*Exercise goal:* Take the material below and output exactly the run of lines from the one containing "Target: patch of green grass" down to the one containing "Target: white wine in glass", with both included.
'''
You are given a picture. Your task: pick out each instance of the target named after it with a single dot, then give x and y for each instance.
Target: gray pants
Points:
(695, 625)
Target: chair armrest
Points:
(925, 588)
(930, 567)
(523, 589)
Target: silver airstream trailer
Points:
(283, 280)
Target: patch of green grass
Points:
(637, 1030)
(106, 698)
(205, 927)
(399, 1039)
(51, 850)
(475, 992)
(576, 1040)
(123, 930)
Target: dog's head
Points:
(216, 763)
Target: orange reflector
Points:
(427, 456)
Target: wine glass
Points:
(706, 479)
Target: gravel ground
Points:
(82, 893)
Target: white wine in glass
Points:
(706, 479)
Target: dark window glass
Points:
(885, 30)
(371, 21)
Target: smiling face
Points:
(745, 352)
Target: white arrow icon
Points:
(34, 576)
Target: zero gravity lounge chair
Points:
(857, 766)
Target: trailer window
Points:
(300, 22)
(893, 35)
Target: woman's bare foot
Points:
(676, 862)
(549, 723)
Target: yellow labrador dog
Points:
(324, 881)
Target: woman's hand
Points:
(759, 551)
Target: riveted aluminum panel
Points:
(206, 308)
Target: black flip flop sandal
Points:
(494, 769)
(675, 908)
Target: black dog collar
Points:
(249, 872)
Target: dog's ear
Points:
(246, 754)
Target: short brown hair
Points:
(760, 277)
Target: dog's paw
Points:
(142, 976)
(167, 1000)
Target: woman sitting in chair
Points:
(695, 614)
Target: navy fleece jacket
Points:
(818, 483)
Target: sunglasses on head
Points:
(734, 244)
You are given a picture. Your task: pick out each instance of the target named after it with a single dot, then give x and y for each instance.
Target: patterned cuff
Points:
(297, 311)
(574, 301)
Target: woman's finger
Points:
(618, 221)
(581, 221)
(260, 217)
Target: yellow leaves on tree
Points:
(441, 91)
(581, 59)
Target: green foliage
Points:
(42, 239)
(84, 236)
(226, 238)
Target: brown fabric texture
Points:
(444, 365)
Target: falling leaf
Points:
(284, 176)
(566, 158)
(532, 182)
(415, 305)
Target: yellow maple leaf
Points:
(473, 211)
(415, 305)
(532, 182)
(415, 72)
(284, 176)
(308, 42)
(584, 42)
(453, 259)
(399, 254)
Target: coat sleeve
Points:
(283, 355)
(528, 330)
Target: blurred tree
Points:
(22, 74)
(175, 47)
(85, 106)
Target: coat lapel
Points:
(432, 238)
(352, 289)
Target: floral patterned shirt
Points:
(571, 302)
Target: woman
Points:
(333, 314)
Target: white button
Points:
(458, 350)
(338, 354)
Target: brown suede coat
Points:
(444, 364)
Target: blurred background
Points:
'''
*Answer to this exercise:*
Target: patch of green grass
Points:
(637, 1030)
(106, 698)
(205, 927)
(399, 1039)
(51, 850)
(475, 992)
(576, 1040)
(123, 930)
Target: dog's head
Points:
(216, 763)
Target: orange reflector
Points:
(427, 456)
Target: wine glass
Points:
(706, 479)
Target: gravel ground
Points:
(82, 893)
Target: white wine in glass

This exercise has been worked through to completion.